──────── EXERCISE TEXT

With all the things being taxed and banned it baffles me that you can still buy cheap AA and AAA single use batteries. You could buy a packet of 16 batteries or something for a couple of euro but they last no length. They're some of the most wasteful products around. You don't see the government doing ad campaigns encouraging people to buy a battery charger and some rechargeable batteries though.
Another thing that pisses me off is all the different type of lithium-ion phone and camera batteries. I've bought loads of digital cameras over the years and every one requires buying a new type of battery. Many of them use the same voltage batteries and I'm sure if they were standardised and made the same shape they'd work in different camera. It isn't enough to buy a new camera from Sony though, they want another €40 or €50 for a battery too and they don't want you using it in a Canon or Nikon, nor do Canon or Nikon want you using their batteries in a Sony camera.
Look at inkjet printers. Among some of the entry level models, it is cheaper to dump the whole thing in the bin after the inks run out because the replacement ink cartridges are the same price or more expenisive than buying a new printer.
The "right to repair" should be pushed for and in some quarters it is. "Lifetime" devices which are anything but does nothing for our carbon footprint. Companies changing parts every few months is designed to make them unrepairable. Cars are a good example of this. They are purposely designed to run well for a period of time, backed up by dealer only warranties for when they don't and then to be uneconomical to repair. This is madness, especially when we have had the tech since at least the 90's to make cars that could last far far longer and be easier to repair. Sticking batteries or fuel cells into them will do nothing for this wasteful product cycle. It may even make things worse as marketing will convince people they need the latest Car 2.1 and they could become more like IT devices to be replaced entirely every few years.

────────────────

§ LIST OF TASKS:
1. List every camera brand named in the post about batteries and repairability.
2. From the post about batteries and repairability, quote everything from "With all the" down to "rechargeable batteries though.".

──────── INFORMATION SHOWN

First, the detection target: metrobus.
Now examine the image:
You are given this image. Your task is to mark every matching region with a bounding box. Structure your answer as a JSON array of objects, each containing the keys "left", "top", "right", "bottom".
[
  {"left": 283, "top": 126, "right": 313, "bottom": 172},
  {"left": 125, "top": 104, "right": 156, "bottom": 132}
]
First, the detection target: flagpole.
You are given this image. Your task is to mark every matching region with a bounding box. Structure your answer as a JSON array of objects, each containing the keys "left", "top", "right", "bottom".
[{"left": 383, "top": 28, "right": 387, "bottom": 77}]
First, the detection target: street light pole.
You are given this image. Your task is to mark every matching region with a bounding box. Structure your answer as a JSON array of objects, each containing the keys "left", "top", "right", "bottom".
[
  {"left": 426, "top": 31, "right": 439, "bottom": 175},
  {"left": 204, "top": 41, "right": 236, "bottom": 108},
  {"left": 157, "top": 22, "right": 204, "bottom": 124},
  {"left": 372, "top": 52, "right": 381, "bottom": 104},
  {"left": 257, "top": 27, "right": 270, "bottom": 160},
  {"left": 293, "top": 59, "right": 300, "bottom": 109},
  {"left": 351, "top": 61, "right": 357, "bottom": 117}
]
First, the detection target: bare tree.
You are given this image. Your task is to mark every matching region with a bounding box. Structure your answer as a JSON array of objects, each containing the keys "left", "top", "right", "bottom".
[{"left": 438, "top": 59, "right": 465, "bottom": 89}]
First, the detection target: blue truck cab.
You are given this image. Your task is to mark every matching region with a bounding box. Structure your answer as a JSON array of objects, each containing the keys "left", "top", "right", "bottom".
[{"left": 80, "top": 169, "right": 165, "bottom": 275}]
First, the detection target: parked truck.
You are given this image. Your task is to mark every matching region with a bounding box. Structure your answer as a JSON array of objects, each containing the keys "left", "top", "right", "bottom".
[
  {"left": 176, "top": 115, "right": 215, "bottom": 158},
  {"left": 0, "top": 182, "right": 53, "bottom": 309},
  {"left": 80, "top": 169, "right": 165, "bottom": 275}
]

────────────────

§ SOLUTIONS TO THE EXERCISE:
1. Sony, Canon, Nikon

2.
With all the things being taxed and banned it baffles me that you can still buy cheap AA and AAA single use batteries. You could buy a packet of 16 batteries or something for a couple of euro but they last no length. They're some of the most wasteful products around. You don't see the government doing ad campaigns encouraging people to buy a battery charger and some rechargeable batteries though.